▶ **Document**
◇ ◇ ◇ ◇ ◇ ◇ ◇
1) Remote Sensing Constellation

To ensure remote sensing satellites can complete global monitoring tasks, including in Antarctica and Arctic regions, any place on the earth must be covered by remote sensing satellites at all times. Currently, the RapidEye constellation of Planet Labs (USA), composed of five satellites, can acquire up to four million square kilometers of multispectral images every day. The RADARSAT Constellation launched by SpaceX for the Canadian Space Agency in 2019 contains three to six small satellites. After the constellation is fully deployed, the ability to revisit Canada and the Arctic coast every day and distribute near-real-time data within half an hour will be achieved. BlackSky constellation includes a total of seven remote sensing small satellites with resolution of 0.85–1.3 m per pixel, distributed at different orbital altitudes and inclination angles, and can provide submeter-level images every day from any location in the world. Digital Globe's commercial remote sensing satellite WorldView constellation is composed of 12 satellites in sun-synchronous orbit and earth's mid-latitude orbit. The revisit period is up to 40 times per day. Planet Labs' miniature remote sensing satellite Flock has more than 150 satellites in orbit and can obtain anywhere in the world daily remote sensing images with a resolution of 3 to 5 m per pixel.

China's High-Resolution Earth Observation System (CHEOS) and commercial remote sensing satellite constellations are also rapidly developing. CHEOS began with the launch of the Gaofen-1 satellite in 2013. There are fourteen different types and 24 remote sensing satellites in orbit, forming a high spatial resolution, high temporal resolution remote sensing earth observation system. The Beijing-2 constellation launched in 2015 and is composed of three high-resolution satellites that can monitor any target on a global scale and return daily observations. The Jilin-1 constellation launched by the Chang Guang Satellite Company is expected to complete a network of 138 satellites by 2030 [1].

The goal of intelligent remote sensing satellites is to provide real-time accurate remote sensing information services. As single satellites cannot achieve this goal, multiple sets of satellites with different inclination angles and heights must be designed and configured into interconnected remote sensing satellite constellations to cover any location at all times. The current remote sensing constellations that are continuously being launched into orbit in China and abroad provide basic platform support for the development of intelligent remote sensing communication satellites in the future.

2) Inter-Satellite and Satellite-Ground Communication

The continuous implementation of the remote sensing satellite constellation program has led to breakthroughs in large-scale data transmission technologies, such as intersatellite and satellite-ground communication. Research on the space information network of space-earth integration has been successively carried out to coordinate the inter-satellite and satellite-ground communication. Recently, the United States presented the Transformational Satellite Communications System (TSAT) [4] and Space Common Data Link [5], while China proposed the concept of space-earth remote sensing information integration [6], which consists of space-based and land-based observation techniques.
◇ ◇ ◇ ◇ ◇ ◇ ◇
▶ **Data lines**

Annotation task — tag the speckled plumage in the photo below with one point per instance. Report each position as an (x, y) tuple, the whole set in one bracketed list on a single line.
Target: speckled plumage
◇ ◇ ◇ ◇ ◇ ◇ ◇
▶ **Actions to take**
[1] According to the passage on remote sensing satellite constellations, how many satellites make up the Beijing-2 constellation?
[2] Carry on the passage on remote sensing satellite constellations from its final sentence onward.

▶ **Final answers**
[1] Three high-resolution satellites.

[2]
Intersatellite laser communication technology has attracted increasing attention due to its large bandwidth, small size, light weight, low power consumption, good confidentiality, and lack of spectrum limitation. A number of high/low orbit technology verifications have been successfully completed, and the technology has entered the stage of scale construction and application. In 2015, the second-generation Laser Communication Terminal carried by the European Data Relay Satellite (EDRS) realized the Geostationary Earth Orbit (GEO) Low Earth Orbit (LEO) high-speed satellite laser communication test, with a Binary Phase Shift Keying modulation method, a communication distance of 45 000 km, and a transmission rate of 1.8 Gb/s. The ILLUMA-T project in the United States aims to establish a two-way communication link between GEO-LEO, with a communication rate of 2.88 Gb/s, and a communication standard compatible with Differential Phase Shift Keying and Pulses Per Minute.

In terms of satellite-ground communication networks, China's Tianlian, Queqiao, and Tiantong series backbone network constellation Ka-band ground communication rate can reach up to 300 Mb/s. Japan's Data Relay Test Satellite system can reach up to 240 Mb/s in the Ka-band ground communication, while the EDRS system can obtain a Ka-band ground communication rate of up to 300 Mb/s. The United States Tracking and Data Relay Satellite system and the Starlink, which is currently under construction, can reach a Ka-band ground communication rate of 800 Mb/s. However, space spectrum resources that can be used in the future remain relatively limited, where the mature L, S, C, Ku, and other frequency bands are almost completely occupied, and the use of the Ka frequency band is becoming increasingly tense. Direct satellite-ground laser communication can double the satellite and ground data transmission rate, thereby alleviating radio frequency restrictions.

The rapid development of terrestrial 5G and 6G communication technologies in China's BeiDou Navigation Satellite System enabled the use of various types of miniaturized terrestrial data receiving stations including ship-borne, vehicle-mounted, and handheld terminals, resulting in a convenient data receiving system. The lightweight image information extracted by the remote sensing satellite can be received in real-time to realize integrated sensing services of target location with real images based on the intelligent remote sensing satellite system. Driven by the concept of intelligent remote sensing satellite real-time sensing services, various new satellite platforms are constantly being designed and presented for orbit verification. Hundreds of large-scale satellite remote sensing observation networks are expected to emerge, and revolutionary technological developments will occur in the fields of large-scale remote sensing satellite operation management, multi-load cooperative observation, onboard real-time data processing, and convenient data receiving terminals.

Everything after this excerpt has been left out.